Dataset excerpts

════════════════

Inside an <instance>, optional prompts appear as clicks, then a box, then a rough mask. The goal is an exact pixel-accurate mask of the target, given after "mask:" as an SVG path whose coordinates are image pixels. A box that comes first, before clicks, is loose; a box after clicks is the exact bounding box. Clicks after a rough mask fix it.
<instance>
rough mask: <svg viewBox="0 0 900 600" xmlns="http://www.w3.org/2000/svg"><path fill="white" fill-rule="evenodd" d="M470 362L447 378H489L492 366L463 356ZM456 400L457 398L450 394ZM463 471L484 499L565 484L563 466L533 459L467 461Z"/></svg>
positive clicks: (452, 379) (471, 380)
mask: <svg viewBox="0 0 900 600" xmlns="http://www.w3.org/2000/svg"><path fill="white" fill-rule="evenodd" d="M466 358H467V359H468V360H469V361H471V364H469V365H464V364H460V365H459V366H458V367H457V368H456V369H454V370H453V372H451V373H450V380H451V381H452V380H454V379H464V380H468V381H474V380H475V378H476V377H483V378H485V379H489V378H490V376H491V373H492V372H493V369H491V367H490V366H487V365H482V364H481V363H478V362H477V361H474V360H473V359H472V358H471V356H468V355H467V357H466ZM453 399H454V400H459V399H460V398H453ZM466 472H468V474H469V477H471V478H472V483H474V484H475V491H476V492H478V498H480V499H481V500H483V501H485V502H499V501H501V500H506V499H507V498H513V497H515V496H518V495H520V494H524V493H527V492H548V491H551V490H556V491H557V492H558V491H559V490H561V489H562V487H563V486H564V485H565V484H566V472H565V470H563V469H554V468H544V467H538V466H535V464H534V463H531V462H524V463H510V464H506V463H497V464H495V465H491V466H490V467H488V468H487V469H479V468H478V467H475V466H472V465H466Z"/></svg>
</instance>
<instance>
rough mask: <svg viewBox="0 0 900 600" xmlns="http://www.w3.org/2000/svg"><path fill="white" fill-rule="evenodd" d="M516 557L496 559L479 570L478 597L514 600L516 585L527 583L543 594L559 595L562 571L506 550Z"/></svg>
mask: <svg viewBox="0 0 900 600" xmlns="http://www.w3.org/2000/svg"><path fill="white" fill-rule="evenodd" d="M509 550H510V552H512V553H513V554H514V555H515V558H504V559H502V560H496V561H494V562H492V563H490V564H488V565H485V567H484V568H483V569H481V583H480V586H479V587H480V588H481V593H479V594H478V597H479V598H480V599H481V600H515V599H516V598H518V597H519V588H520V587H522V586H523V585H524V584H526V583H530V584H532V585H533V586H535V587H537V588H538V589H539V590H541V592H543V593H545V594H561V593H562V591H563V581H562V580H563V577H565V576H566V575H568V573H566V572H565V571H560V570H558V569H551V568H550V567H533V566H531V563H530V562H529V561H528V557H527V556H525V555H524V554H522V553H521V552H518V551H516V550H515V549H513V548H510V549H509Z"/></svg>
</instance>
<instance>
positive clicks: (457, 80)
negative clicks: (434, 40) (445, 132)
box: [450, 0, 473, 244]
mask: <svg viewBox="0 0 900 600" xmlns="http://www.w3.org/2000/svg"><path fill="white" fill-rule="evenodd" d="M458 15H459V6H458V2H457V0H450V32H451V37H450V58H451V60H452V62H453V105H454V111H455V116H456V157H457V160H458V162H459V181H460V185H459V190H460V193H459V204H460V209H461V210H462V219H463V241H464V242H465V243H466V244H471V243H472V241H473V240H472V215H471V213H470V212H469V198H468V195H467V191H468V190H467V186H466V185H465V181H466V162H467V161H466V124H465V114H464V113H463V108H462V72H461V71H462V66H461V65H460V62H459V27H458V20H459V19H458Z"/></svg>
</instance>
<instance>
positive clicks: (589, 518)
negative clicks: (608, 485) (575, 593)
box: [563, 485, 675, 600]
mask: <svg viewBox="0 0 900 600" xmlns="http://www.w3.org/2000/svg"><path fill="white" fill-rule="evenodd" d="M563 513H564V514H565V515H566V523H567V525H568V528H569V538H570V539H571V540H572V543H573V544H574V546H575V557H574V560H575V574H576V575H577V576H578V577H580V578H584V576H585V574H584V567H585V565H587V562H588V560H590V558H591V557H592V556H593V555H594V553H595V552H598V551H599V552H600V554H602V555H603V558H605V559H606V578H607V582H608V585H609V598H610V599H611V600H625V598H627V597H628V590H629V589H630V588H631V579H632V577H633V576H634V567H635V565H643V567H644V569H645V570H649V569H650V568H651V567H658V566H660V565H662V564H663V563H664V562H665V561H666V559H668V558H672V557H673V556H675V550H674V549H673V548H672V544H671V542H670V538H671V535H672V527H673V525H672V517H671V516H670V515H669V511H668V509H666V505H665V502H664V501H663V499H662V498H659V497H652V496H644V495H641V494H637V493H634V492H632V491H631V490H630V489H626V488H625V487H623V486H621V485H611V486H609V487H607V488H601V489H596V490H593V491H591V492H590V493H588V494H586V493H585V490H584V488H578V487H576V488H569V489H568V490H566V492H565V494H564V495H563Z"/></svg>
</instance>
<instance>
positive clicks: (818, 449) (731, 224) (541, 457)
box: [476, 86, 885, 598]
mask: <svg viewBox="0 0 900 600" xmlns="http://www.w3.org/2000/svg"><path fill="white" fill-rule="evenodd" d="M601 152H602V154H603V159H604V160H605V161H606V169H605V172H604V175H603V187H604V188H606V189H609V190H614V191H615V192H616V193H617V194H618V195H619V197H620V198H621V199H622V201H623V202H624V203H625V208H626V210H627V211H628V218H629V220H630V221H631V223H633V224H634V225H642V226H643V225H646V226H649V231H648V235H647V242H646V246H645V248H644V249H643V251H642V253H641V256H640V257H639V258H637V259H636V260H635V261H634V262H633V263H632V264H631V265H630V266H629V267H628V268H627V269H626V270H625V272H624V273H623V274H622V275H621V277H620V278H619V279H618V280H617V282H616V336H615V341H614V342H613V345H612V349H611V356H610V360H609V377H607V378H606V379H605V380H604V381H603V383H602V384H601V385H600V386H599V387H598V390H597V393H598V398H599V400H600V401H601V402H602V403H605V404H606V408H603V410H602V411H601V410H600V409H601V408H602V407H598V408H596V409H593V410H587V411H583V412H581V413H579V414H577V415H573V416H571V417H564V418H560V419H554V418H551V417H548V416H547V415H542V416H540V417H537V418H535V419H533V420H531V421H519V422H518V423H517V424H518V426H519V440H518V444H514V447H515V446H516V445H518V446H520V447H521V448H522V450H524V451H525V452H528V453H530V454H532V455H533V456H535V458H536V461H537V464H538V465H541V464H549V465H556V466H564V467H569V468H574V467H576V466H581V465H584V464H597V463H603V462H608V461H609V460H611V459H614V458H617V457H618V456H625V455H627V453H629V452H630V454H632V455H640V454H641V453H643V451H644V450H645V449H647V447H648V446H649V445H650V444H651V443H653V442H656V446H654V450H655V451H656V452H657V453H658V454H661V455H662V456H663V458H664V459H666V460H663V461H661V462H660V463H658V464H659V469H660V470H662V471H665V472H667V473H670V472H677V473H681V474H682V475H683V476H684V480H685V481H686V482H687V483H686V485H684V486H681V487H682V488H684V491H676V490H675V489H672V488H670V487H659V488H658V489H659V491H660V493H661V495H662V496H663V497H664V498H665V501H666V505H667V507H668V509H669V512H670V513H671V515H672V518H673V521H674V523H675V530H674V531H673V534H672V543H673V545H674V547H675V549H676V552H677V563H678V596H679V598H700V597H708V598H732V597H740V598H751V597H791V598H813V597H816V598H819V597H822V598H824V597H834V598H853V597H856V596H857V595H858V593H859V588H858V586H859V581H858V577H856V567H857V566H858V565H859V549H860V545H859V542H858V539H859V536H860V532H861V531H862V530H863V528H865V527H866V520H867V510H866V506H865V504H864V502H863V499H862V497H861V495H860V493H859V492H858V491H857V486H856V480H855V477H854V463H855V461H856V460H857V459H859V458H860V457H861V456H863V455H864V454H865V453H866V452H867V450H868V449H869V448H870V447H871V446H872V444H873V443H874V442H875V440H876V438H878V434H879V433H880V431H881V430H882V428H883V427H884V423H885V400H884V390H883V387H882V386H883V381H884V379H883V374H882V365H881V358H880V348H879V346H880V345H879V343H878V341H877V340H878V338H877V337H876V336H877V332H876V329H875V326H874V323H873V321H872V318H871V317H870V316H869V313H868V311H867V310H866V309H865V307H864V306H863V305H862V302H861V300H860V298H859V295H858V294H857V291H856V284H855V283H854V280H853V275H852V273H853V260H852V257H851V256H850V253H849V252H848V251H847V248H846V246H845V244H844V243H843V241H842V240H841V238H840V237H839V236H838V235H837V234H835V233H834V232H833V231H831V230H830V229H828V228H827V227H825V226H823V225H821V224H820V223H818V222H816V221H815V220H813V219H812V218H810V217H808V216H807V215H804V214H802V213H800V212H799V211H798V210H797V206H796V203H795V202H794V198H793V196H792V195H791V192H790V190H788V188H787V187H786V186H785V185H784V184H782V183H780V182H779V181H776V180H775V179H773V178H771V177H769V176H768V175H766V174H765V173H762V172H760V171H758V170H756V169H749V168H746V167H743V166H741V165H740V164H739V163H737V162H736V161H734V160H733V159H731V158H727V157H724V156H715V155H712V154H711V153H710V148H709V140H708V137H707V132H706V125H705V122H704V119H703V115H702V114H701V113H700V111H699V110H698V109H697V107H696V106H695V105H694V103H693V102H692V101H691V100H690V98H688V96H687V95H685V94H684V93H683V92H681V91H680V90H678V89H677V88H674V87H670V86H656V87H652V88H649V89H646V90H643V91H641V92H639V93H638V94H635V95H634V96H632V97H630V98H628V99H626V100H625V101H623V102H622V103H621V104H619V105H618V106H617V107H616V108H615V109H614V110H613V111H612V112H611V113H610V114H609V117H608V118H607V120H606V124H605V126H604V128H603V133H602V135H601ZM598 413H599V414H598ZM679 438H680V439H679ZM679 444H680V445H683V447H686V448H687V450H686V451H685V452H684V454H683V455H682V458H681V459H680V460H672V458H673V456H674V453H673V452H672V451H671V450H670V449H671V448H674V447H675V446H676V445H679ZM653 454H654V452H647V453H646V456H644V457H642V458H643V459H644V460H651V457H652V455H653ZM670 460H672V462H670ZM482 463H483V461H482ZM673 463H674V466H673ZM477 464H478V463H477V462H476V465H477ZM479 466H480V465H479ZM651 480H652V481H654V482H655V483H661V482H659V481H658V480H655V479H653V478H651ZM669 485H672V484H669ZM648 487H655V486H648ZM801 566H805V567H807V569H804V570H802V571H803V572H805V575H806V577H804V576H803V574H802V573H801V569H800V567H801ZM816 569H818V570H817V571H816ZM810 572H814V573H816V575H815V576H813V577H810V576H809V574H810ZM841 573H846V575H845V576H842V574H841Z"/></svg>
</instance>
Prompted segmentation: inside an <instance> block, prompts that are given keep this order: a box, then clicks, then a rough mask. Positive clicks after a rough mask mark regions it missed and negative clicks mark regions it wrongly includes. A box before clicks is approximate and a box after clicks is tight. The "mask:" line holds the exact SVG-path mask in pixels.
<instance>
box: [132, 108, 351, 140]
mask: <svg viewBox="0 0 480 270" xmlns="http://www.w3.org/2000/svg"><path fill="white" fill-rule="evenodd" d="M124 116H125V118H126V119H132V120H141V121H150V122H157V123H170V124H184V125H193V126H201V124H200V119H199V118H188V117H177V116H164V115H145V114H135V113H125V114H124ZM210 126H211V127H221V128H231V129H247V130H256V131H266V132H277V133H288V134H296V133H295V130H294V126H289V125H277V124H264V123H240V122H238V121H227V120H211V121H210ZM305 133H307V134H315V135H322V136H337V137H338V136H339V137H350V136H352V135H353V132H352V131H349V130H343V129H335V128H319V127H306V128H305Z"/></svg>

════════════════

**What to produce**
Scan the data above and copy each line containing the word "negative".

**Response to the exercise**
negative clicks: (434, 40) (445, 132)
negative clicks: (608, 485) (575, 593)
Prompted segmentation: inside an <instance> block, prompts that are given keep this order: a box, then clicks, then a rough mask. Positive clicks after a rough mask mark regions it missed and negative clicks mark regions it wrongly includes. A box before clicks is approximate and a box after clicks is tight. The "mask:" line holds the exact SVG-path mask in pixels.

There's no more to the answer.